---- Source information

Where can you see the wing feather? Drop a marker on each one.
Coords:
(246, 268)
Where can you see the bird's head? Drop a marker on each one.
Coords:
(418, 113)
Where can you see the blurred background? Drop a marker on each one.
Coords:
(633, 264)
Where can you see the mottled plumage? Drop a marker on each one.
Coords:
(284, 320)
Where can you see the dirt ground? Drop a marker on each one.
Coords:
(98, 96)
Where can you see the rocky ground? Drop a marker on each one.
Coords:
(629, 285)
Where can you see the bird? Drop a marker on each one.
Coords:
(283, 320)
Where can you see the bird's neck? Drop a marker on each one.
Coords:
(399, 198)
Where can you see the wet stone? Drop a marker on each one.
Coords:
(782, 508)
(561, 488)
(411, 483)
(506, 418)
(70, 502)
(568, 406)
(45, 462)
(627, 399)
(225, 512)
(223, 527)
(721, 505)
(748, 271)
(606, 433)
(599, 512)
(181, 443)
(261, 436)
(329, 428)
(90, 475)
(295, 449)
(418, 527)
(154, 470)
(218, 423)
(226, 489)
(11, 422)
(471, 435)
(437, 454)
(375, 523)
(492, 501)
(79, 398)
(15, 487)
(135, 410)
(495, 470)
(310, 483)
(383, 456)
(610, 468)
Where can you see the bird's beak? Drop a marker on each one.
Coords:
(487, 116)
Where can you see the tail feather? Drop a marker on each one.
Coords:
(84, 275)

--------

* [About this task] For this exercise, repeat each line of the listing exactly.

* [Solution]
Where can you see the wing feather? Drop a marker on each one.
Coords:
(246, 268)
Where can you see the bird's head? Drop a marker on each one.
Coords:
(418, 113)
Where can you see the blurred background? Drop a marker on each one.
Coords:
(633, 264)
Where can you see the mottled plumage? Drop a marker on each one.
Coords:
(284, 320)
Where can you see the dirt ground? Drop a marker on each one.
Coords:
(98, 96)
Where can you see the rocky ground? Drop a marker on each one.
Coords:
(629, 285)
Where can you see the bird? Drop a marker on each one.
Coords:
(283, 320)
Where can you see the bird's neck? Drop a marker on each one.
Coords:
(399, 198)
Where can you see the wet stone? Drop a marker on each one.
Coords:
(782, 508)
(561, 488)
(411, 483)
(506, 418)
(70, 502)
(568, 406)
(45, 462)
(627, 399)
(225, 512)
(223, 527)
(721, 505)
(748, 271)
(606, 433)
(599, 512)
(181, 443)
(261, 436)
(329, 428)
(90, 475)
(295, 449)
(418, 527)
(154, 470)
(218, 423)
(226, 489)
(11, 422)
(471, 435)
(437, 454)
(375, 523)
(492, 501)
(79, 398)
(15, 487)
(135, 410)
(495, 470)
(310, 483)
(383, 456)
(610, 468)
Where can you see the bird's beak? Drop a marker on each one.
Coords:
(487, 116)
Where can you see the tail feather? Drop a marker on each one.
Coords:
(84, 275)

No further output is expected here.